READING TEXT -

Colonel Hoang Minh Phuong, former deputy commander of Dien Bien Phu Operation and Giap's interpreter, said major-general Thai and Jiaoshing had agreed on the tactics based on Viet Minh's defeat at Na San in 1952. Jiaoshing wanted to have a short operation because he feared the French could be stronger through the days, he added.
He said Giap had met with Wei Guoqing, head of the Chinese Military Advisory Group, to remind him that the central government had planned to attack in 45 days. But according to Guoqing, Jiaoshing and Thai said they had studied the issue for a month and could miss a rare chance to win if a swift attack was not launched.
Giap said in his memoirs that he had "been sleepless for nights but still unable to find out any winning opportunities in the plan.
"Two days before the operation, Pham Kiet, an officer in charge of ammunition transport, phoned me and said the heavy guns would be set on empty land, exposing them to aerial attacks. Some guns were still far away from the planned battlefield," he wrote.
Due to late arrivals of ammunition, the operation was delayed to January 25 in 1954. It was then delayed by one more day to keep secret details of the attack. The French had arrested a
Vietnamese soldier and could have found out about the plan.
However, Giap was still unsure about victory due to several problems, including the strengthening of the French troops and ammunition, and poor coordination among Vietnamese units due to lack of practice and lack of fighting experience in daytime on bare land.
On January 23, Le Trong Nghia, former head of the Vietnamese Army Intelligence, reported to Giap that the French knew well about the attack plan.
Giap ordered Nghia not to report the issue to anyone, especially the [Chinese] advisors who often asked him about the situation.
In the early morning of January 26, the planned date of attack, Giap met Guoqing and discussed the situation. "Attacking means failure," he told Guoqing who later agreed with him that the operation should be delayed.

EXPLORE THE MATERIAL -
1. Translate this sentence from the Dien Bien Phu text into Spanish: "It was then delayed by one more day to keep secret details of the attack."
2. For each statement, say yes or no according to the Dien Bien Phu text, and quote the words that decide it.
(a) The operation was pushed back to January 25, 1954, because ammunition arrived late.
(b) Giap told Nghia to pass the report on to the Chinese advisors.
(c) Guoqing later agreed that the operation should be delayed.
You won't need the items that come next.

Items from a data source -
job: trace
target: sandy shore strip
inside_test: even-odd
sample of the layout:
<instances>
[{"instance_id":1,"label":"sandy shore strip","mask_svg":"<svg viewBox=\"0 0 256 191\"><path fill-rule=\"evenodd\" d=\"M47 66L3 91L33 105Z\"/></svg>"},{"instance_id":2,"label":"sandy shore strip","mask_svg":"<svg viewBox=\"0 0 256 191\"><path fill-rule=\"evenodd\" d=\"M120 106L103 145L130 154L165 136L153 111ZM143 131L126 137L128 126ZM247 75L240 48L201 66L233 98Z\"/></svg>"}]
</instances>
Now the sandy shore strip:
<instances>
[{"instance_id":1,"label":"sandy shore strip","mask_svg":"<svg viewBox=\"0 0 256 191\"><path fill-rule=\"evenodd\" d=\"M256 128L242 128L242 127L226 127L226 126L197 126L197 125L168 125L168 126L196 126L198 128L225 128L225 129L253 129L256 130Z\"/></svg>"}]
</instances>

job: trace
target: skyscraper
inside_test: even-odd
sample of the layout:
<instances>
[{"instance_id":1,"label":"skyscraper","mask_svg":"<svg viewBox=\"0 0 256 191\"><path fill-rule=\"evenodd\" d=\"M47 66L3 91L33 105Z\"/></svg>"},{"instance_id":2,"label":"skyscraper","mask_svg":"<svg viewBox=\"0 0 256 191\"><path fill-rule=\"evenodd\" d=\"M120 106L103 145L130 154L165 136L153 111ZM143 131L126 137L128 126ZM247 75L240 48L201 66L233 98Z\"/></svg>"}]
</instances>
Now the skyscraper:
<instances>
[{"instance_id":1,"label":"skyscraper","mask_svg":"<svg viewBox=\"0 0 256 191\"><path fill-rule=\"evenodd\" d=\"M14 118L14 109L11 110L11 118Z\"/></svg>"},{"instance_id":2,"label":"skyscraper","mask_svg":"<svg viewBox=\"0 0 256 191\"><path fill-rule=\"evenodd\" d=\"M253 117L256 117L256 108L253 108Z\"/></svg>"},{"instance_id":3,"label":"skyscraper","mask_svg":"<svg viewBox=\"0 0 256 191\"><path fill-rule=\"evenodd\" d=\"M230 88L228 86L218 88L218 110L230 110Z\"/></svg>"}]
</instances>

PROBLEM SOLUTIONS -
1. Luego se aplazó un día más para mantener en secreto los detalles del ataque.

2.
(a) Yes: "Due to late arrivals of ammunition, the operation was delayed to January 25 in 1954."
(b) No: "Giap ordered Nghia not to report the issue to anyone, especially the [Chinese] advisors"
(c) Yes: "he told Guoqing who later agreed with him that the operation should be delayed."